**TESTO DELLA PAGINA:**
Terapia plasmatica: Il cardine del trattamento della PTT
La terapia di scambio plasmatico è il trattamento principale per la Porpora trombotica trombocitopenica (PTT), un raro disturbo del sangue caratterizzato dalla formazione di piccoli coaguli di sangue in tutto il corpo. Questa terapia prevede la rimozione del plasma dal sangue e la sua sostituzione con plasma fresco congelato. Il processo aiuta a rimuovere i multimeri del fattore von Willebrand (VWF) ultra-larghi e gli autoanticorpi ADAMTS13 dalla circolazione, che sono responsabili dei sintomi della malattia[1][2][3]. Lo scambio plasmatico viene tipicamente eseguito quotidianamente fino al raggiungimento della remissione, che è indicata dalla stabilizzazione dei livelli di piastrine e dalla risoluzione dei marcatori di emolisi[4].
Farmaci: Supporto alla terapia plasmatica
Oltre allo scambio plasmatico, vengono utilizzati diversi farmaci per migliorare i risultati del trattamento. I corticosteroidi vengono comunemente somministrati per diminuire l’attività del sistema reticoloendoteliale e ridurre la produzione di autoanticorpi. La dose raccomandata è tipicamente di 1 mg/kg al giorno di prednisone, con aggiustamenti per i pazienti gravemente malati[4]. Il rituximab, un anticorpo monoclonale anti-CD20, viene sempre più utilizzato nei casi refrattari allo scambio plasmatico, aiutando a raggiungere una remissione prolungata[3][4].
Nuove terapie: Caplacizumab e ADAMTS13 ricombinante
I recenti progressi hanno introdotto nuove opzioni terapeutiche. Il caplacizumab, un nanoanticorpo che prende di mira il VWF, è stato approvato per l’uso in combinazione con lo scambio plasmatico e la terapia immunosoppressiva. Ha dimostrato di ridurre il tempo di risposta della conta piastrinica e diminuire la mortalità correlata alla PTT[2][4]. Inoltre, l’ADAMTS13 ricombinante (Adzynma) è stato approvato per la terapia enzimatica sostitutiva nella PTT congenita, offrendo un’opzione di trattamento profilattico o al bisogno[2][3].

**USO DELLE INFORMAZIONI:**
a – Riscrivi il testo sul trattamento della PTT da "Nuove terapie: Caplacizumab" fino a "o al bisogno[2][3]." compreso, mettendo "nanobody" al posto di "nanoanticorpo".
b – Prosegui il testo sul trattamento della PTT a partire dall'ultima frase.
Il materiale non serve per svolgere queste attività.

**MATERIALE FORNITO:**

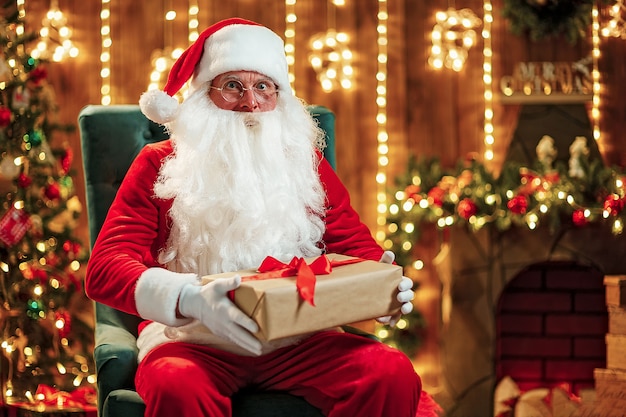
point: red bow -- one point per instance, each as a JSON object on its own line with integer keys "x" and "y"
{"x": 304, "y": 273}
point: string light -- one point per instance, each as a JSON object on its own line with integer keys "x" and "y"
{"x": 616, "y": 27}
{"x": 595, "y": 72}
{"x": 105, "y": 55}
{"x": 488, "y": 80}
{"x": 290, "y": 36}
{"x": 55, "y": 42}
{"x": 452, "y": 37}
{"x": 331, "y": 58}
{"x": 193, "y": 23}
{"x": 381, "y": 121}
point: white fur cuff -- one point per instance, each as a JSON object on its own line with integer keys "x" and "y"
{"x": 157, "y": 292}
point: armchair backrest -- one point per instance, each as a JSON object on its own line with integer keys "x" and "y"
{"x": 111, "y": 137}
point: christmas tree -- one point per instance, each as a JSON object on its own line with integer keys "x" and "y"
{"x": 45, "y": 345}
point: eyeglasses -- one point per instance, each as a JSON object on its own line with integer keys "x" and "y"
{"x": 233, "y": 90}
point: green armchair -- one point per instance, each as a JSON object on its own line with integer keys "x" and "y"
{"x": 111, "y": 137}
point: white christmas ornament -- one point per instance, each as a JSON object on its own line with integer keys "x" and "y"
{"x": 8, "y": 168}
{"x": 546, "y": 152}
{"x": 577, "y": 150}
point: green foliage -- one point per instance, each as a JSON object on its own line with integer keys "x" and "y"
{"x": 542, "y": 19}
{"x": 470, "y": 196}
{"x": 43, "y": 341}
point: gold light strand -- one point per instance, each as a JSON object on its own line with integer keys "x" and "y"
{"x": 595, "y": 74}
{"x": 290, "y": 36}
{"x": 488, "y": 81}
{"x": 330, "y": 55}
{"x": 55, "y": 42}
{"x": 105, "y": 55}
{"x": 616, "y": 27}
{"x": 193, "y": 24}
{"x": 381, "y": 121}
{"x": 21, "y": 13}
{"x": 453, "y": 35}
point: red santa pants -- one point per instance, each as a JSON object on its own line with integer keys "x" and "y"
{"x": 344, "y": 375}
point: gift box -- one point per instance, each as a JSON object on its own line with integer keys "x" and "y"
{"x": 615, "y": 288}
{"x": 349, "y": 290}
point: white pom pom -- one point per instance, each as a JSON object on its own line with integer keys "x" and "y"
{"x": 158, "y": 106}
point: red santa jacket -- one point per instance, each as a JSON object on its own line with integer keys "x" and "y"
{"x": 137, "y": 227}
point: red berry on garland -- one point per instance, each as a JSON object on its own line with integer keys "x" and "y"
{"x": 518, "y": 204}
{"x": 66, "y": 160}
{"x": 613, "y": 204}
{"x": 5, "y": 116}
{"x": 467, "y": 208}
{"x": 53, "y": 191}
{"x": 435, "y": 196}
{"x": 412, "y": 191}
{"x": 63, "y": 322}
{"x": 24, "y": 181}
{"x": 579, "y": 218}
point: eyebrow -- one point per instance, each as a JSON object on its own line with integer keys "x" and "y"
{"x": 235, "y": 78}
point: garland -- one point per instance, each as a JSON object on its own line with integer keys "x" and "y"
{"x": 522, "y": 196}
{"x": 542, "y": 19}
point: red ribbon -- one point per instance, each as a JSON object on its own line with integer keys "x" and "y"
{"x": 304, "y": 273}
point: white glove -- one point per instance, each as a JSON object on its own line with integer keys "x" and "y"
{"x": 211, "y": 306}
{"x": 405, "y": 294}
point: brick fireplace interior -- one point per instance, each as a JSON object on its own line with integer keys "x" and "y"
{"x": 528, "y": 304}
{"x": 551, "y": 322}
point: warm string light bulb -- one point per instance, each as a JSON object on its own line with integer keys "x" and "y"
{"x": 616, "y": 27}
{"x": 452, "y": 37}
{"x": 105, "y": 55}
{"x": 595, "y": 73}
{"x": 488, "y": 81}
{"x": 55, "y": 42}
{"x": 290, "y": 36}
{"x": 331, "y": 58}
{"x": 381, "y": 122}
{"x": 193, "y": 24}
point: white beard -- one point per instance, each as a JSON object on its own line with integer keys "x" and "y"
{"x": 244, "y": 186}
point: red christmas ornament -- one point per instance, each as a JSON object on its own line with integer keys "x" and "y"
{"x": 37, "y": 75}
{"x": 24, "y": 181}
{"x": 613, "y": 204}
{"x": 518, "y": 204}
{"x": 13, "y": 226}
{"x": 436, "y": 196}
{"x": 412, "y": 191}
{"x": 5, "y": 116}
{"x": 63, "y": 322}
{"x": 579, "y": 218}
{"x": 53, "y": 191}
{"x": 467, "y": 208}
{"x": 66, "y": 160}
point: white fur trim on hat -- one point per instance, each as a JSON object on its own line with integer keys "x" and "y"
{"x": 158, "y": 106}
{"x": 241, "y": 47}
{"x": 157, "y": 292}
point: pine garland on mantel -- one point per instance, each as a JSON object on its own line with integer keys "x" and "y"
{"x": 522, "y": 196}
{"x": 542, "y": 19}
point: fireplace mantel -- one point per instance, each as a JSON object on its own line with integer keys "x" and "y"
{"x": 474, "y": 272}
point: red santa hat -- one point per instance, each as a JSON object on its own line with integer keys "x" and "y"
{"x": 229, "y": 45}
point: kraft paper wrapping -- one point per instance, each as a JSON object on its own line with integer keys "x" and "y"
{"x": 350, "y": 293}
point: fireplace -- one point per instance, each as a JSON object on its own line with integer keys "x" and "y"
{"x": 524, "y": 303}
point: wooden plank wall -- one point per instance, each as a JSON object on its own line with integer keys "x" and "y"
{"x": 430, "y": 112}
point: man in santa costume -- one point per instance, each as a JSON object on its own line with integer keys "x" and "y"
{"x": 241, "y": 178}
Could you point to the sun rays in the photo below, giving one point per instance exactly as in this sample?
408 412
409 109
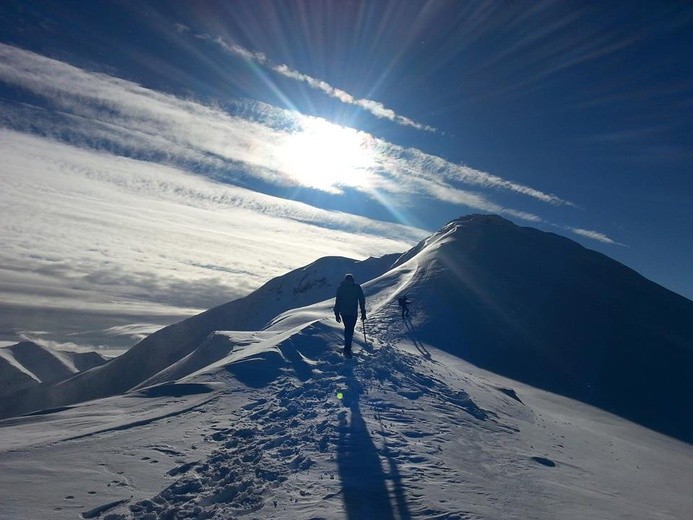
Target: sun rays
328 157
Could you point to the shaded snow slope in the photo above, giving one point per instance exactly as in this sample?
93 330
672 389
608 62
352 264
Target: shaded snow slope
27 364
283 428
527 304
544 310
170 345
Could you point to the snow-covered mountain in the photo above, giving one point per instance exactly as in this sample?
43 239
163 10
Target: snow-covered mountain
172 344
27 364
249 410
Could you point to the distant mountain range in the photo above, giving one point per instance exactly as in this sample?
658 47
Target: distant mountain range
527 304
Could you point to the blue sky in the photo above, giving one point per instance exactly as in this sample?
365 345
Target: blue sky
163 157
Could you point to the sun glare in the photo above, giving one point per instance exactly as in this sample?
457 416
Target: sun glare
328 157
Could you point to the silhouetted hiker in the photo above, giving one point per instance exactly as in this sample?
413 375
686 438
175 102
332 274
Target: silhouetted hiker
404 305
349 298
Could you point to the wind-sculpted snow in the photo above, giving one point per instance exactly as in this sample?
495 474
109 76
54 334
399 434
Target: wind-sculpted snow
27 364
542 309
348 437
162 355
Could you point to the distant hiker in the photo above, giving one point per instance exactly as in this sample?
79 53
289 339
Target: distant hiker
404 302
349 298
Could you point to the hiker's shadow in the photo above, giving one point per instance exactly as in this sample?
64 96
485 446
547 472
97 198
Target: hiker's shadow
414 339
364 489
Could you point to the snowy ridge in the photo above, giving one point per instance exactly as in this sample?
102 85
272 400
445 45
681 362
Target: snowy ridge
27 364
159 351
283 446
249 410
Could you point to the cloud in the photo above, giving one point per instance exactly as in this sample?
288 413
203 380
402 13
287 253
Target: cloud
96 110
594 235
96 233
374 107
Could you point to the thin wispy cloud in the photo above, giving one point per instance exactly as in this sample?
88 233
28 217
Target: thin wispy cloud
374 107
594 235
97 110
124 237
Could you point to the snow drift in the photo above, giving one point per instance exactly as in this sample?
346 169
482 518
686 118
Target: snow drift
527 304
27 364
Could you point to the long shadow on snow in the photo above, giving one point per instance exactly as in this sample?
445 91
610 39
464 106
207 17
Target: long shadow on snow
363 480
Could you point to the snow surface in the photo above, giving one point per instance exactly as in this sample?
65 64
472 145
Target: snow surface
27 364
250 411
262 434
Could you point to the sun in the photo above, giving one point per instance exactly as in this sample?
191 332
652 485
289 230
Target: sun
328 157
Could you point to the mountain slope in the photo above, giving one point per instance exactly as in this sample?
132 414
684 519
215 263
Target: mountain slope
542 309
530 305
168 346
27 364
283 428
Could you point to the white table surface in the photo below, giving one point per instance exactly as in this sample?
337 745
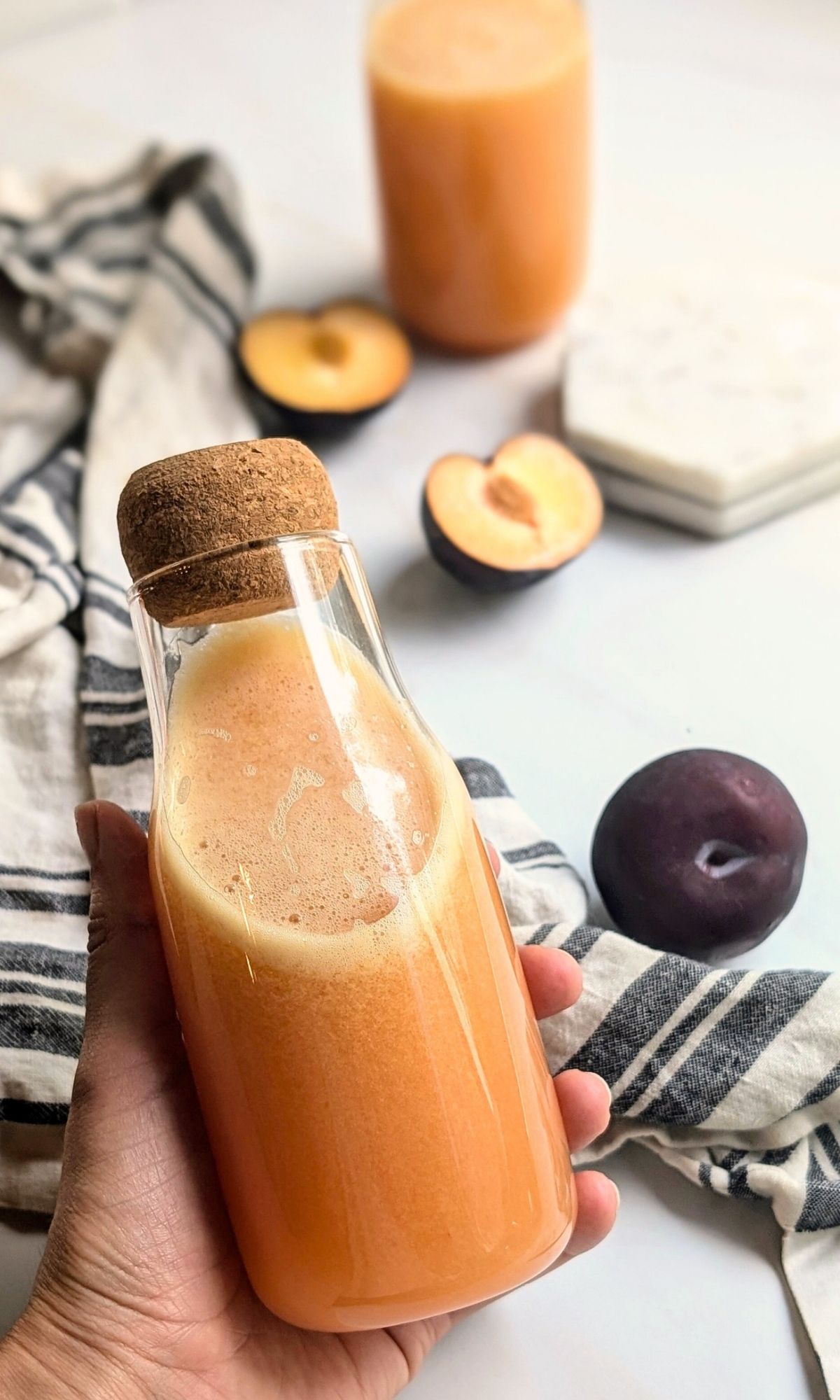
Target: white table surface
718 135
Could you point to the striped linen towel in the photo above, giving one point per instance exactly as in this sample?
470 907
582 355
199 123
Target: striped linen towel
130 293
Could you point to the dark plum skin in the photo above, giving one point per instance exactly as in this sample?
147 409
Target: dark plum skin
701 853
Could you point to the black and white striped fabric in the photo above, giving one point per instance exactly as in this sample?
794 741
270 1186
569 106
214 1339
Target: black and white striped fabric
134 288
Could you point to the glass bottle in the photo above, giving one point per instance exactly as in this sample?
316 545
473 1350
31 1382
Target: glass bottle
368 1060
481 120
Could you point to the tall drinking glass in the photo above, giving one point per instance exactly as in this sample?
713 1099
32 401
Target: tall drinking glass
481 118
368 1060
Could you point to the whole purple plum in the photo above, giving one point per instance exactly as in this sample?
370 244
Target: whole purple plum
701 853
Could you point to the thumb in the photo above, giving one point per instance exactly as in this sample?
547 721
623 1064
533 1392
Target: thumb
131 1034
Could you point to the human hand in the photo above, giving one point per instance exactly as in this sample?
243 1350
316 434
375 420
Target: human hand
142 1292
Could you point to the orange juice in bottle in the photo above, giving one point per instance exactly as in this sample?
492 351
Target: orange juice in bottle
365 1051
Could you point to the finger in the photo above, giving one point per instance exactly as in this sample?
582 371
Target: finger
584 1105
554 979
131 1026
598 1205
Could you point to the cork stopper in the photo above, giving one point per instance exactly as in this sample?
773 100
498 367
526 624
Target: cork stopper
215 499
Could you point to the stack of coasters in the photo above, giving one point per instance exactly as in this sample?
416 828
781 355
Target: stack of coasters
710 404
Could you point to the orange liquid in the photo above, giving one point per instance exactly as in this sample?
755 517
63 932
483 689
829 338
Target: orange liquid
481 125
369 1066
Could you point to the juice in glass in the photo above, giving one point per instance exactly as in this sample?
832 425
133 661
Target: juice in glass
481 127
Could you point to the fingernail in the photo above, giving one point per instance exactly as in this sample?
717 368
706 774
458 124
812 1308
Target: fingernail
606 1087
88 827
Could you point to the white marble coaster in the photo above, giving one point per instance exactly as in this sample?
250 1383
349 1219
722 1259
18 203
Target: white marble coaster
715 404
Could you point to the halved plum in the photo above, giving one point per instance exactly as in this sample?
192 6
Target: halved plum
512 522
326 369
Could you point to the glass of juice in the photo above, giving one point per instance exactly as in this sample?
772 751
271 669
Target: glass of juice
481 117
368 1060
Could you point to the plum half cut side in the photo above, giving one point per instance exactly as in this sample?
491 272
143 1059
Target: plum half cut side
512 522
323 370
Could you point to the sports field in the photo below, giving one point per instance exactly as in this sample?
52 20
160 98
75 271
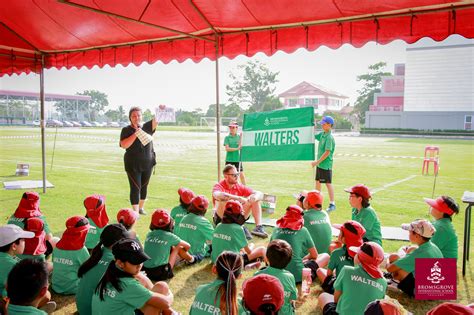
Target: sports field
88 161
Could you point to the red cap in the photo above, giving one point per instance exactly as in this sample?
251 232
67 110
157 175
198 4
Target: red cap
440 205
360 190
200 202
35 225
76 221
233 207
127 216
263 289
186 195
313 198
160 218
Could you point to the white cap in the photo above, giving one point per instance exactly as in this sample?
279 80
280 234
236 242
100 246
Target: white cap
11 232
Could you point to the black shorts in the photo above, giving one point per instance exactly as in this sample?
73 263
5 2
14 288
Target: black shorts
236 164
160 273
330 309
323 176
407 285
328 284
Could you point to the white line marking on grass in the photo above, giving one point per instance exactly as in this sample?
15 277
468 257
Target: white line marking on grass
376 190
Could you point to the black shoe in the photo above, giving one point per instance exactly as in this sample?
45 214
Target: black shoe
248 236
259 231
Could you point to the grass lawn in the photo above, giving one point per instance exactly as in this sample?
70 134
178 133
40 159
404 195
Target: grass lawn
88 161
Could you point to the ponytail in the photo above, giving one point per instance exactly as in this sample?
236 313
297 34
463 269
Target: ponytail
93 260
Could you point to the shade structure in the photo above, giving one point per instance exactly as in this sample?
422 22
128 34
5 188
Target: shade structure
85 33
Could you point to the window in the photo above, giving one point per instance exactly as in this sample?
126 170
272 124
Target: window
468 122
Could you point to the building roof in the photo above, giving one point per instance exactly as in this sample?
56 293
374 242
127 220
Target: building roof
308 88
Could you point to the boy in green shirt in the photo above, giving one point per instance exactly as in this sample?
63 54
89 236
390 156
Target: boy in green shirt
278 256
232 143
403 268
326 148
196 229
229 235
316 220
27 287
357 286
363 213
185 198
290 228
163 247
12 243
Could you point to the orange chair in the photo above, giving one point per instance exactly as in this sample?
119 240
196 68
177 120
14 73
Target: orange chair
431 156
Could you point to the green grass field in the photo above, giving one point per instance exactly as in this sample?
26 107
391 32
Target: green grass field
90 161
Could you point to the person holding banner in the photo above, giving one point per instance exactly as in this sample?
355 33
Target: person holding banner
140 157
230 189
323 164
232 143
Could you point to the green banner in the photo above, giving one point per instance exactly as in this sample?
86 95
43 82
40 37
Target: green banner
280 135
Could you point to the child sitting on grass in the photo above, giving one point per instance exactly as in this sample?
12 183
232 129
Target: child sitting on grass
128 218
357 286
350 234
29 208
220 296
96 213
69 255
12 243
196 229
92 270
278 256
290 228
442 209
124 289
185 198
363 213
316 220
163 247
229 235
402 269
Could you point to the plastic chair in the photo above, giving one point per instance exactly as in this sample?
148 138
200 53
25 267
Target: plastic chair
431 156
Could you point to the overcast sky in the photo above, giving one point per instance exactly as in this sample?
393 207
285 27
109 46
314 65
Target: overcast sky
191 85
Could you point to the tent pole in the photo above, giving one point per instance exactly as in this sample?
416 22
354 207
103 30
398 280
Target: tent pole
42 123
218 115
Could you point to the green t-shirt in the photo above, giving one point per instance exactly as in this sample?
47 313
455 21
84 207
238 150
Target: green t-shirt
158 244
369 220
24 310
358 289
339 258
425 250
207 299
197 231
89 281
66 263
445 238
300 241
227 236
326 142
287 280
21 222
232 142
93 235
7 262
133 296
178 213
319 227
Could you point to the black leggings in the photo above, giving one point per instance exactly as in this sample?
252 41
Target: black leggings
138 185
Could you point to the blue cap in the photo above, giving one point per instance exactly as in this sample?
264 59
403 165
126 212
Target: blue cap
327 119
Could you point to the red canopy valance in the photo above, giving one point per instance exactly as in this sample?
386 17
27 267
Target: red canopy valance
103 32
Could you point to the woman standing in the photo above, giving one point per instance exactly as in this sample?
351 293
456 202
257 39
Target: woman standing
139 156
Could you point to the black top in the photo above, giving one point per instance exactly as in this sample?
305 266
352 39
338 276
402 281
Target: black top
137 156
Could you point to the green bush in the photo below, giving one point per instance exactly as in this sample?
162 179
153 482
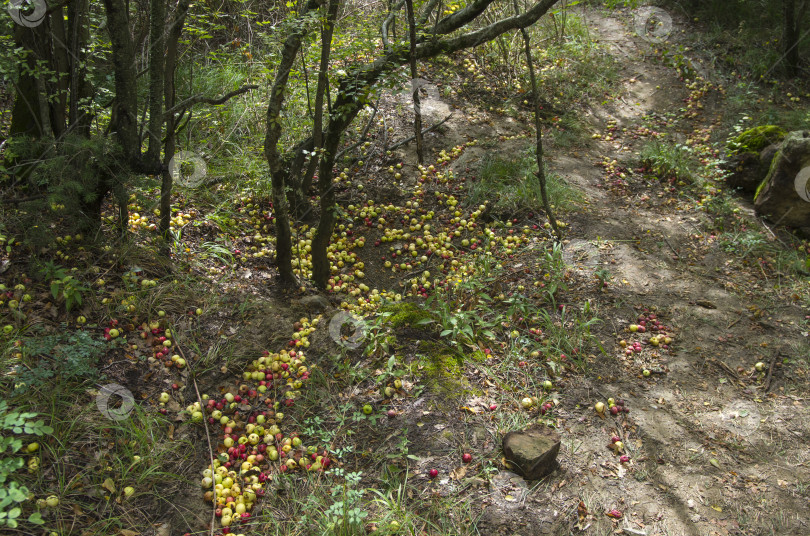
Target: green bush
12 494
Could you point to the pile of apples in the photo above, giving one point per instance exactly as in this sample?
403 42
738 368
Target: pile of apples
250 418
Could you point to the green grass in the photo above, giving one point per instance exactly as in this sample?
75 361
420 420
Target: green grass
669 161
513 189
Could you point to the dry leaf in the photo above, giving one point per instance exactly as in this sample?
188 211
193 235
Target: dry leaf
458 473
109 485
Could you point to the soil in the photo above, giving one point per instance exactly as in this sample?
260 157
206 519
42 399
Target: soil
715 447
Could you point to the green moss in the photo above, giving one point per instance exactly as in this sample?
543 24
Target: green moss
404 314
755 139
443 370
765 180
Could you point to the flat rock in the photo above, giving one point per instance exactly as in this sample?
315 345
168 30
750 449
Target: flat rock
533 452
784 196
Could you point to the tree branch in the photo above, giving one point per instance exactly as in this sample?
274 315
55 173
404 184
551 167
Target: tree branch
191 101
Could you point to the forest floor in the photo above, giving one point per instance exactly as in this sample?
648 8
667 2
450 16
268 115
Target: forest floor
715 446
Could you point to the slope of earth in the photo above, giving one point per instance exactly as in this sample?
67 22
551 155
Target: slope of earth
716 446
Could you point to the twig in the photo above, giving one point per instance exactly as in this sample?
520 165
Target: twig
191 101
207 435
24 199
767 384
735 322
670 246
425 131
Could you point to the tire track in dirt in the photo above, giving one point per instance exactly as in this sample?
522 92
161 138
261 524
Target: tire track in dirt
713 454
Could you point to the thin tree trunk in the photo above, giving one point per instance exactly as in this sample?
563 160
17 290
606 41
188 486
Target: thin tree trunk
276 102
166 184
124 120
417 109
80 88
790 37
541 173
157 51
299 194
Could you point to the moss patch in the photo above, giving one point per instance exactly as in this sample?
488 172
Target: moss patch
442 369
765 180
755 139
404 314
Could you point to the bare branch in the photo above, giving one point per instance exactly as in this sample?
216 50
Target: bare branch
197 99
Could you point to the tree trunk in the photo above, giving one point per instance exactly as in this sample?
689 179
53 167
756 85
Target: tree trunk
274 161
538 127
417 109
790 37
79 121
157 50
320 92
166 184
124 119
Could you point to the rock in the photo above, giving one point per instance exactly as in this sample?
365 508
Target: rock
533 453
754 140
315 303
745 171
784 195
748 169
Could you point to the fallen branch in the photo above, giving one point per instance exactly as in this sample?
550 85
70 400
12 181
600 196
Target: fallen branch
425 131
207 434
767 384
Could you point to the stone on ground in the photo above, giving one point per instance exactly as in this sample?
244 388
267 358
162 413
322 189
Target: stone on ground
533 452
784 195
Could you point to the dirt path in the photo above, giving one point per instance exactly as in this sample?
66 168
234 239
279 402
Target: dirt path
713 451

**RISPOSTE PER NUMERO:**
a –
Nuove terapie: Caplacizumab e ADAMTS13 ricombinante
I recenti progressi hanno introdotto nuove opzioni terapeutiche. Il caplacizumab, un nanobody che prende di mira il VWF, è stato approvato per l’uso in combinazione con lo scambio plasmatico e la terapia immunosoppressiva. Ha dimostrato di ridurre il tempo di risposta della conta piastrinica e diminuire la mortalità correlata alla PTT[2][4]. Inoltre, l’ADAMTS13 ricombinante (Adzynma) è stato approvato per la terapia enzimatica sostitutiva nella PTT congenita, offrendo un’opzione di trattamento profilattico o al bisogno[2][3].

b –
Interventi chirurgici: Splenectomia
Nei casi gravi in cui lo scambio plasmatico e i farmaci sono insufficienti, può essere considerata una splenectomia. La milza è un importante sito di produzione di anticorpi e la sua rimozione può aiutare a ridurre la produzione di anticorpi che bloccano l’enzima ADAMTS13[1][4]. Il recupero da una splenectomia richiede tipicamente da quattro a sei settimane[1].
Trattamenti aggiuntivi e considerazioni
Altri trattamenti, come la ciclosporina, la ciclofosfamide e la vincristina, vengono utilizzati come terapie aggiuntive quando i trattamenti di prima linea falliscono. Questi agenti sono generalmente meno efficaci e vengono utilizzati in combinazione con altre terapie[4]. Il monitoraggio della risposta al trattamento è cruciale, con controlli giornalieri dei marcatori di emolisi e dei livelli piastrinici che guidano la durata dello scambio plasmatico[4].